ABOUT THIS TASK –
When you transcribe the entries, reproduce every character and exclude the images.

─── DATA SHOWN

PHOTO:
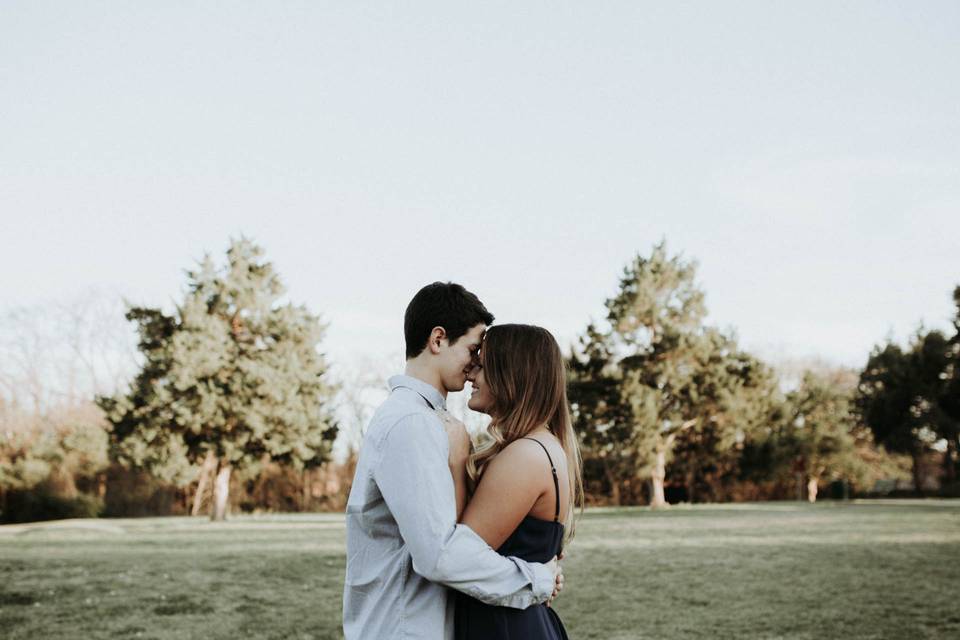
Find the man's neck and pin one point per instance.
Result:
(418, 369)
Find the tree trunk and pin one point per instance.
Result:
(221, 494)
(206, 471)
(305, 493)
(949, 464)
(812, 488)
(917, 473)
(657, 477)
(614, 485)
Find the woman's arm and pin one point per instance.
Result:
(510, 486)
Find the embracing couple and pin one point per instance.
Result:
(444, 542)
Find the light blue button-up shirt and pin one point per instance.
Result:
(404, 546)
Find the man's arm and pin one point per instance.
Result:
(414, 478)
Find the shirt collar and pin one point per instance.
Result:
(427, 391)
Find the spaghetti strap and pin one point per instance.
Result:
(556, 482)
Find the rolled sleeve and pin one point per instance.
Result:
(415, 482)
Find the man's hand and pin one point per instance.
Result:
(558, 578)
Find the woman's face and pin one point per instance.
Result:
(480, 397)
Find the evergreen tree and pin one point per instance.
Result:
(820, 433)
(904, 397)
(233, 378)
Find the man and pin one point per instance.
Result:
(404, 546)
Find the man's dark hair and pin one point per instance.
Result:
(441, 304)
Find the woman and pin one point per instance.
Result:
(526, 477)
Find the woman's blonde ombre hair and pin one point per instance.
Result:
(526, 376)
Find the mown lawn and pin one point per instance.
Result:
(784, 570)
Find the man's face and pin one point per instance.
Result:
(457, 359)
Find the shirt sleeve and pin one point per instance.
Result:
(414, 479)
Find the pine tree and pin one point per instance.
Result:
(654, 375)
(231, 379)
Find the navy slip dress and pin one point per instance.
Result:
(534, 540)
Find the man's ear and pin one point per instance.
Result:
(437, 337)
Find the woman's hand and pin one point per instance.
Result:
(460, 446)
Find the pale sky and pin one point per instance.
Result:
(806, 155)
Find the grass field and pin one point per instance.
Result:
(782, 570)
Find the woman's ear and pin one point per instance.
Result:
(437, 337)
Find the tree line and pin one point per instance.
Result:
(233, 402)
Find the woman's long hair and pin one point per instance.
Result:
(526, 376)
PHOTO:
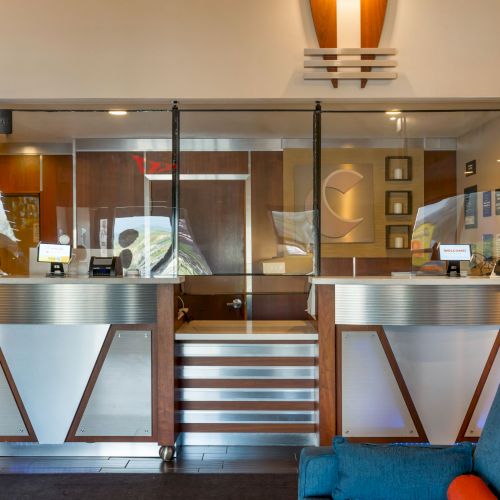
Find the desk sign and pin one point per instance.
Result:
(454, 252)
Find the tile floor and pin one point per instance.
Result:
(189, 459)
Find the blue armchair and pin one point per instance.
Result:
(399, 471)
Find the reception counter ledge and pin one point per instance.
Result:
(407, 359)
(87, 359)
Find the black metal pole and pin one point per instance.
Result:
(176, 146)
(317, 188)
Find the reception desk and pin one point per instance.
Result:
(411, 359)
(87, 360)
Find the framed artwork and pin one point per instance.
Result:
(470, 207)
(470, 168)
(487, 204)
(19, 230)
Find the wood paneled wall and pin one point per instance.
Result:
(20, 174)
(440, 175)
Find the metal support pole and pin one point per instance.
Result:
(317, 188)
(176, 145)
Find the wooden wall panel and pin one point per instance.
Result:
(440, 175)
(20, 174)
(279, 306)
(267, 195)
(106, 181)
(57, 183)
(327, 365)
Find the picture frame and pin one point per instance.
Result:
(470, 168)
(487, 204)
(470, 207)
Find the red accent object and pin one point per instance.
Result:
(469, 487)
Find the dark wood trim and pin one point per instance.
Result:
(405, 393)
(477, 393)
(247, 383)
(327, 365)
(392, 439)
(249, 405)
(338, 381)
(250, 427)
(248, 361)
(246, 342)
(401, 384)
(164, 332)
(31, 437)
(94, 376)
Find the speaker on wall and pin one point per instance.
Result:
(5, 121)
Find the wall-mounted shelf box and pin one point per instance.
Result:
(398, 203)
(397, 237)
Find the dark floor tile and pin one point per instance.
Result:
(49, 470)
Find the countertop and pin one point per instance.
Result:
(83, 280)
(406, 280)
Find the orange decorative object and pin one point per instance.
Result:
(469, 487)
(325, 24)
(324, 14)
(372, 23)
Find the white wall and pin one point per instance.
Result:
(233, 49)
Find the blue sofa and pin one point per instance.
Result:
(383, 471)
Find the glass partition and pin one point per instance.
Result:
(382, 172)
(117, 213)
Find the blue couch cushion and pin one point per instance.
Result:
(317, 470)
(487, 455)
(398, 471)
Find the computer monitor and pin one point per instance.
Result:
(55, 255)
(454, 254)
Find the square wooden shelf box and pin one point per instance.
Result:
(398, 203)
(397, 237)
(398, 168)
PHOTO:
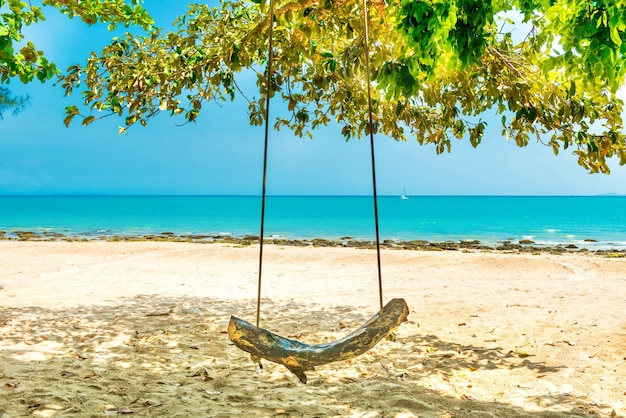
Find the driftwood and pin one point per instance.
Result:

──────

TASK ANSWER –
PHOTO:
Find the man's neck and pin one point per instance.
Result:
(418, 369)
Find the tree trunk and pin one point per instance.
Result:
(221, 494)
(206, 471)
(305, 493)
(949, 464)
(812, 488)
(917, 473)
(657, 477)
(614, 485)
Find the woman's arm and pin one point per instance.
Result:
(510, 486)
Find the embracing couple and pin one point per instance.
Result:
(444, 542)
Find the light blue button-up shirt and pin one point per instance.
Result:
(404, 546)
Find the man's arm and pin one point per instance.
Result:
(414, 478)
Find the shirt collar and pin one point per instance.
Result:
(427, 391)
Find the spaghetti strap and pin one point per instance.
Result:
(556, 482)
Find the rolled sleeve and pin one point per instance.
Result:
(415, 482)
Find the man's hand and pin one point per instance.
Result:
(558, 578)
Find the woman's face and pin one point per instance.
Result:
(480, 397)
Find the evergreen tree and pin one point per instance.
Result:
(820, 433)
(904, 397)
(233, 378)
Find the man and pin one point per instance.
Result:
(404, 546)
Find the man's dark hair and pin one point per instance.
Result:
(441, 304)
Find the woman and pin one point per instance.
Result:
(526, 477)
Find the woman's blonde ombre hair and pin one point per instance.
Result:
(526, 376)
Find the mown lawn and pin one point per instance.
Result:
(784, 570)
Find the man's face and pin one point per instance.
Result:
(457, 359)
Find the shirt sleeve and pin one point per instance.
Result:
(414, 479)
Find the pine tree and pin one point per instance.
Result:
(654, 375)
(231, 379)
Find the navy slip dress and pin one point per instance.
Result:
(534, 540)
Find the man's ear and pin one point per instance.
Result:
(437, 337)
Find the woman's hand and pin one point per instance.
Result:
(460, 446)
Find the pale sky and pin one point per instance.
Result:
(806, 155)
Find the grass field and pin one point per instance.
Result:
(782, 570)
Find the woman's ear and pin one point per instance.
Result:
(437, 337)
Find the tree line and pin one point per instance.
Result:
(233, 402)
Find the woman's long hair and pin one point per instance.
Result:
(526, 376)
PHOTO:
Find the desk sign and pin one point per instance.
Result:
(454, 252)
Find the tile floor and pin one point per instance.
Result:
(189, 459)
Find the blue armchair and pin one point per instance.
Result:
(399, 471)
Find the reception counter ledge and pin one point per instance.
Result:
(407, 359)
(87, 359)
Find the black metal pole and pin one point per instance.
Result:
(176, 146)
(317, 188)
Find the reception desk and pin one point per instance.
Result:
(411, 359)
(87, 360)
Find the framed artwork and pin one point per instance.
Result:
(470, 207)
(470, 168)
(487, 204)
(19, 230)
Find the wood paneled wall and pin one point per instance.
Result:
(20, 174)
(440, 175)
Find the metal support pole and pin one point per instance.
Result:
(317, 188)
(176, 145)
Find the wooden wall panel and pin one point per instance.
Result:
(440, 175)
(20, 174)
(279, 306)
(267, 195)
(106, 181)
(57, 183)
(327, 365)
Find the picture frame and pin one point per instance.
Result:
(470, 168)
(487, 204)
(470, 207)
Find the red accent object and pin one point per instance.
Result:
(469, 487)
Find the dark wood trim and pin one point per instance.
Result:
(405, 393)
(477, 393)
(247, 383)
(327, 365)
(392, 439)
(249, 405)
(338, 381)
(250, 427)
(248, 361)
(246, 342)
(401, 384)
(164, 332)
(31, 437)
(94, 376)
Find the speaker on wall and pin one point per instance.
Result:
(5, 121)
Find the wall-mounted shelf box and pin one point per instance.
Result:
(398, 203)
(397, 237)
Find the dark floor tile and pin one point per instance.
Result:
(49, 470)
Find the countertop and pin one point per instance.
Result:
(83, 280)
(406, 280)
Find the orange decorative object and pin one point per instance.
Result:
(469, 487)
(325, 24)
(324, 14)
(372, 23)
Find the white wall and pin one point per instance.
Result:
(233, 49)
Find the blue sofa and pin one point per instance.
Result:
(383, 471)
Find the glass partition and pin one point per instance.
Result:
(382, 172)
(117, 213)
Find the blue couch cushion and pin one point per instance.
Result:
(317, 470)
(487, 455)
(398, 471)
Find the computer monitor and pin one point per instance.
Result:
(55, 255)
(454, 254)
Find the square wooden shelf box and pin one point per instance.
Result:
(398, 203)
(397, 237)
(398, 168)
PHOTO:
Find the driftwood and pin one point per instance.
Result:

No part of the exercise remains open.